* **Objetivo del ejercicio**
Convierte todas las filas del conjunto de datos en una lista numerada y omite las líneas en blanco.

━━━ Datos

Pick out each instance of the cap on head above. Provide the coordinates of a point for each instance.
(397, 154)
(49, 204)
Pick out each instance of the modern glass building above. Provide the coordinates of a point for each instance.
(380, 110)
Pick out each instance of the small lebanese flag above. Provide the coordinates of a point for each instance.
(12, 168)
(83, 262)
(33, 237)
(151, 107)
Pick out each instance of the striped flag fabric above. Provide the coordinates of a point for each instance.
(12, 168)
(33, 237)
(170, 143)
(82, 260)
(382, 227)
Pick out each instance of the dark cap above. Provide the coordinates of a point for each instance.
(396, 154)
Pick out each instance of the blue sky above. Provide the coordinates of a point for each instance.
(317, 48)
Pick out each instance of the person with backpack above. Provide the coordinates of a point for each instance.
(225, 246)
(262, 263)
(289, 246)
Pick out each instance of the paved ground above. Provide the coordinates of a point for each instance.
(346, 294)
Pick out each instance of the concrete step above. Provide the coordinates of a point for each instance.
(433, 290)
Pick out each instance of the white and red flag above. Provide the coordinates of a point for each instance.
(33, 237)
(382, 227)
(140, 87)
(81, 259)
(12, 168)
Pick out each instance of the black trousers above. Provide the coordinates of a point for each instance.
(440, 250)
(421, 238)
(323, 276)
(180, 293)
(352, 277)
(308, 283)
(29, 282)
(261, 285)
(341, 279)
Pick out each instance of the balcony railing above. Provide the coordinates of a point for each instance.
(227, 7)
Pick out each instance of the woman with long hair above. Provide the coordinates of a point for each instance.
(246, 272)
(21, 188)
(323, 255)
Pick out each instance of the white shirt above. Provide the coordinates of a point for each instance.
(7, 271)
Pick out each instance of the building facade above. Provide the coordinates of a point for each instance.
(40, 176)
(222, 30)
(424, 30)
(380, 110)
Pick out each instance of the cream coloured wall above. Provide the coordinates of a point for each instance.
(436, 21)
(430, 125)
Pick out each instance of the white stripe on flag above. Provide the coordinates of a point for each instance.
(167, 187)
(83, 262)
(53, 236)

━━━━━━

* **Salida completa**
1. Pick out each instance of the cap on head above. Provide the coordinates of a point for each instance.
2. (397, 154)
3. (49, 204)
4. Pick out each instance of the modern glass building above. Provide the coordinates of a point for each instance.
5. (380, 110)
6. Pick out each instance of the small lebanese flag above. Provide the coordinates of a point for each instance.
7. (12, 168)
8. (83, 262)
9. (33, 237)
10. (151, 107)
11. Pick out each instance of the striped flag fabric above. Provide the coordinates of a point for each instance.
12. (12, 168)
13. (33, 237)
14. (170, 143)
15. (82, 260)
16. (382, 227)
17. Pick out each instance of the dark cap above. Provide the coordinates of a point for each instance.
18. (396, 154)
19. Pick out each instance of the blue sky above. Provide the coordinates of a point for each instance.
20. (317, 48)
21. Pick out each instance of the person with backpack above. Provide the coordinates of a point for each instance.
22. (225, 246)
23. (262, 263)
24. (289, 246)
25. Pick out each instance of the paved ground above. Provide the coordinates of a point for each instance.
26. (346, 294)
27. Pick out each instance of the concrete step above. Provide the coordinates of a point for each instance.
28. (433, 290)
29. Pick out each instance of the white and red flag above. Provide the coordinates of a point for each instance.
30. (33, 237)
31. (382, 227)
32. (140, 87)
33. (81, 259)
34. (12, 168)
35. Pick out each instance of the black trousers above. Provide the coordinates of a point for each instance.
36. (440, 250)
37. (421, 238)
38. (323, 276)
39. (180, 293)
40. (352, 277)
41. (308, 283)
42. (29, 282)
43. (261, 285)
44. (341, 279)
45. Pick out each instance of the balcony railing above. Provide the coordinates of a point for each instance.
46. (227, 7)
47. Pick out each instance of the woman with long hair above. Provide the coordinates of a point for each instance.
48. (246, 272)
49. (21, 188)
50. (323, 255)
51. Pick out each instance of the white shirt above. Provide the coordinates of a point for each instance.
52. (7, 271)
53. Pick out each instance of the building facade above. Provide the coordinates of a point for each instance.
54. (40, 176)
55. (222, 30)
56. (424, 30)
57. (380, 110)
58. Pick out each instance of the cream coloured wall above. Provide the coordinates of a point for each instance.
59. (436, 21)
60. (430, 125)
61. Pick out each instance of the white stripe on flag above. Provide the coordinates of a point for each instance.
62. (167, 187)
63. (83, 262)
64. (53, 236)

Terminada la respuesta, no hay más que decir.